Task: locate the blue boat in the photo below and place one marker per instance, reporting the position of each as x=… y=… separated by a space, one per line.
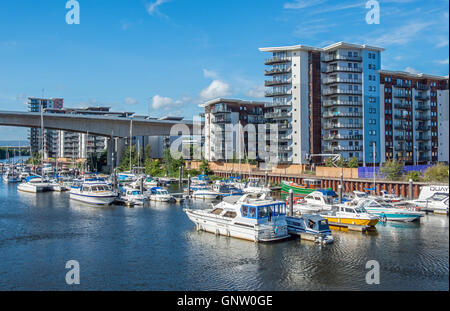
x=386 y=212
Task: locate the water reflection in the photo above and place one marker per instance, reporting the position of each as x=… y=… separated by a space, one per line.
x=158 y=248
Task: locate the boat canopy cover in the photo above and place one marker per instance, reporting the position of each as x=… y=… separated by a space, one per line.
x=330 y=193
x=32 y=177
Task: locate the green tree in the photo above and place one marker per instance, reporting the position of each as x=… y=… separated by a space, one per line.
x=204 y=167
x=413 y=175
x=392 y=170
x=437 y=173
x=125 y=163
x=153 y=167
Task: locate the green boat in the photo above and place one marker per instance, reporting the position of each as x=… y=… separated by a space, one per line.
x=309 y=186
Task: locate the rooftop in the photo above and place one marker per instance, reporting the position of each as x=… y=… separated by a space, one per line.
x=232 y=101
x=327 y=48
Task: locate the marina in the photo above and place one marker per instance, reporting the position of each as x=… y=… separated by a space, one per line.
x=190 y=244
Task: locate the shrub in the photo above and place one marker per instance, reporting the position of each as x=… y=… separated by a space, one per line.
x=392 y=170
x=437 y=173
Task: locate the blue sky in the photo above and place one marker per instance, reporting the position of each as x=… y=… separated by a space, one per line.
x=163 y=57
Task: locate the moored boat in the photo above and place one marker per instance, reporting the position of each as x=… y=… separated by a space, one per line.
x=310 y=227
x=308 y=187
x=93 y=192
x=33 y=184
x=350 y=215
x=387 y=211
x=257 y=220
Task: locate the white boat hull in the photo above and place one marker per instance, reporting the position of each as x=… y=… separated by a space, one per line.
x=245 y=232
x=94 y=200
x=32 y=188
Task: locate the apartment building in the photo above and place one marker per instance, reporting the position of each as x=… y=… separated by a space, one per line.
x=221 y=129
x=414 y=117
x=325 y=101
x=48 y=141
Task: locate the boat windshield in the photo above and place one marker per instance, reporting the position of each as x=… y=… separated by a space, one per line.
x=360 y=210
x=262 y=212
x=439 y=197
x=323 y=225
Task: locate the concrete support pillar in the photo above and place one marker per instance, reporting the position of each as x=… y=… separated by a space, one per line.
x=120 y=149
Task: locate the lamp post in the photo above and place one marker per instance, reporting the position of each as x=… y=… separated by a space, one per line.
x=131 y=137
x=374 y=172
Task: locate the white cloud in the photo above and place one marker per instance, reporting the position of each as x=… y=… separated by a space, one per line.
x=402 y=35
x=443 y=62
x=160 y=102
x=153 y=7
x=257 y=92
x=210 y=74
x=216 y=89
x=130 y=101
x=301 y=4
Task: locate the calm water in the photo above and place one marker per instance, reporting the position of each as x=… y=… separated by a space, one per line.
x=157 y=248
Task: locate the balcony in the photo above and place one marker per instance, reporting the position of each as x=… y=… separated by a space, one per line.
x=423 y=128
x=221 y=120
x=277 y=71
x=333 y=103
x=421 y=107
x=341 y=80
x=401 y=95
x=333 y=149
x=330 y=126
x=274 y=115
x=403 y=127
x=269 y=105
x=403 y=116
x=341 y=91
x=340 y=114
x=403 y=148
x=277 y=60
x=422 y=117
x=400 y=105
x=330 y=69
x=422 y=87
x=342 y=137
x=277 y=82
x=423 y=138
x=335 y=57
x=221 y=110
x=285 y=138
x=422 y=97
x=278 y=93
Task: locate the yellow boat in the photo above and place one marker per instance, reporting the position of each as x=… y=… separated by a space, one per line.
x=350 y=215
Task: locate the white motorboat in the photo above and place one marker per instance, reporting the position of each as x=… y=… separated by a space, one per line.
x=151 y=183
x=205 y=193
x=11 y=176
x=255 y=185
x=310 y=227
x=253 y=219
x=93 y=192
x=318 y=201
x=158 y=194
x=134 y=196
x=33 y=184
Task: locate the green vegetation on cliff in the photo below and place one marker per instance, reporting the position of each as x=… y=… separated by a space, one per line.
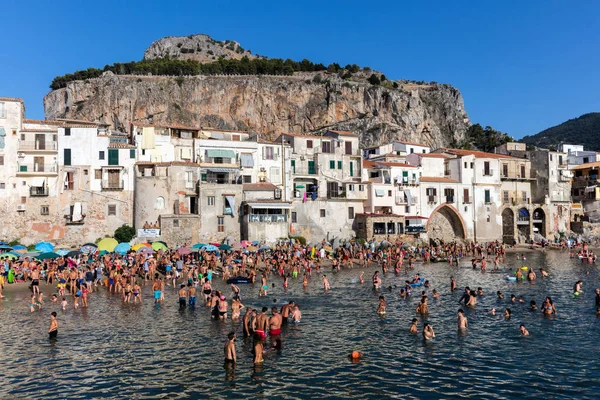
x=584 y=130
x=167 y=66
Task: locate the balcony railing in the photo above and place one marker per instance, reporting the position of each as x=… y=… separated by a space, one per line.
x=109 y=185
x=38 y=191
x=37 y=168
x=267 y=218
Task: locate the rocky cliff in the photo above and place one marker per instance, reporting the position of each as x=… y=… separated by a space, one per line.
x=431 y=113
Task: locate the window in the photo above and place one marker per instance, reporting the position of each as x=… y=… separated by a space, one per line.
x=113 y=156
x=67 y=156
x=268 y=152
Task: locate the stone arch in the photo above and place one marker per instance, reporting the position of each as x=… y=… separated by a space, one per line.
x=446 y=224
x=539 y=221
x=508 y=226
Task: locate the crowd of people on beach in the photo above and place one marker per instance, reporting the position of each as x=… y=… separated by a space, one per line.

________________________

Task description: Set down every record exactly as written, but drop the pictures.

Answer box:
Task: locate the blue boat in the photo below and place one marker per instance, reporting the position of each as x=… y=… separated by a space, one per line.
x=386 y=212
Task: locate the water reflection in the photo above and place one marker per instance, reporting the position of each as x=… y=… separated by a space, one per line.
x=158 y=248
Task: locate the boat canopy cover in the photo above and place one marker per instance, reporting the position of each as x=… y=… separated by a space, one per line.
x=330 y=193
x=32 y=177
Task: locate the green tree in the photo above and place one marker per instance, reporting the position of each as x=… y=… separated by a space, one per line.
x=204 y=167
x=413 y=175
x=392 y=170
x=437 y=173
x=125 y=163
x=153 y=167
Task: locate the green boat in the photo above and place one marker per instance, reporting the position of each as x=… y=… separated by a space, one per line.
x=309 y=186
Task: locate the rooftop in the photo above and place one marker per instance, reporting the position of each as x=… y=… separated by a space, one per line.
x=232 y=101
x=327 y=48
Task: locate the marina in the photo above and place one marker per instance, reporting the position of each as x=… y=… separated by a space, one per line.
x=190 y=244
Task: locate the shrub in the photo above and place one marker per instance, reporting the position of each as x=… y=… separated by a space, one per line.
x=392 y=170
x=437 y=173
Task: locate the blue sky in the photo above and place one marker per instance, reporting the position of each as x=… y=… separated by a space, one per line.
x=163 y=57
Task: locate the moored boat in the photo above and place one marker per instance, reporting the position of each as x=… y=… separated by a space, one per line.
x=310 y=227
x=308 y=187
x=93 y=192
x=33 y=184
x=350 y=215
x=387 y=211
x=257 y=220
Task: locate the white boat hull in the photo above and place one marker per instance, reporting the position of each as x=… y=… separated by a space, one per line.
x=245 y=232
x=94 y=200
x=32 y=188
Task: locate the apartment building in the photo above and place one marker per instance, reporting the position of each as x=… y=… separated by a space, one per line.
x=221 y=129
x=414 y=117
x=325 y=101
x=48 y=141
Task: locate the boat windshield in the photo above and place one marker per instance, reporting the position of each as x=… y=… separated by a space, one per line.
x=360 y=210
x=262 y=212
x=439 y=197
x=323 y=225
Task: locate the concrete support pillar in the photo above and place one marker per instance, reporting the position of each as x=… y=… separated by a space, one per line.
x=120 y=149
Task: locate the lamp post in the photo above and place one marker per instance, reporting the position of each as x=… y=… separated by a space, one per line.
x=131 y=137
x=374 y=172
Task: locate the white cloud in the photo above and place one marker per instance, reporting the position of each as x=… y=… separated by a space, one per line.
x=402 y=35
x=443 y=62
x=160 y=102
x=153 y=7
x=257 y=92
x=210 y=74
x=216 y=89
x=130 y=101
x=301 y=4
Task: locate the calm water in the photo above and place one marker per instance, reporting the position of each as x=… y=… separated by a space, one per line.
x=157 y=248
Task: locate the balcony in the photo above and place one marker per instance, reporting the position of each as x=… y=… separated by a space, one per line.
x=423 y=128
x=221 y=120
x=277 y=71
x=333 y=103
x=421 y=107
x=341 y=80
x=401 y=95
x=333 y=149
x=330 y=126
x=274 y=115
x=403 y=127
x=269 y=105
x=403 y=116
x=341 y=91
x=340 y=114
x=403 y=148
x=277 y=60
x=422 y=117
x=400 y=105
x=330 y=69
x=422 y=87
x=342 y=137
x=277 y=82
x=423 y=138
x=335 y=57
x=221 y=110
x=285 y=138
x=422 y=97
x=278 y=93
Task: locate the yellow boat in the photo above and place one marker per instance, reporting the position of each as x=… y=… separated by a space, one per line.
x=350 y=215
Task: locate the white motorboat in the photo above and place one marker per instance, reporting the position of each as x=… y=… separated by a space, one per line.
x=151 y=183
x=205 y=193
x=11 y=176
x=255 y=185
x=310 y=227
x=253 y=219
x=93 y=192
x=318 y=201
x=158 y=194
x=134 y=196
x=33 y=184
Task: locate the green vegetation on cliff in the photo below and place one marker per instance, reporting the position of each as x=… y=… separated by a space, one per line.
x=584 y=130
x=167 y=66
Task: locate the balcony railing in the photo above and place one marker per instance, reporting the position of each as x=… y=… separated by a space, one per line.
x=109 y=185
x=38 y=191
x=37 y=168
x=267 y=218
Task: locate the rocky cliff in the photo above and place one marker per instance, reporting the position of each as x=… y=… separated by a space, one per line.
x=431 y=113
Task: locate the window in the photo above and place one marker per instance, reporting the position of each as x=… y=… separated by a space, one per line.
x=113 y=156
x=67 y=156
x=268 y=152
Task: locate the stone arch in the photo above and place one marker per instance, reporting the position of each as x=… y=… separated by a space, one per line.
x=446 y=224
x=539 y=221
x=508 y=226
Task: locate the crowd of people on beach in the photo above and place one marker per instance, reporting the position of each as x=… y=… separated by a space, one per line.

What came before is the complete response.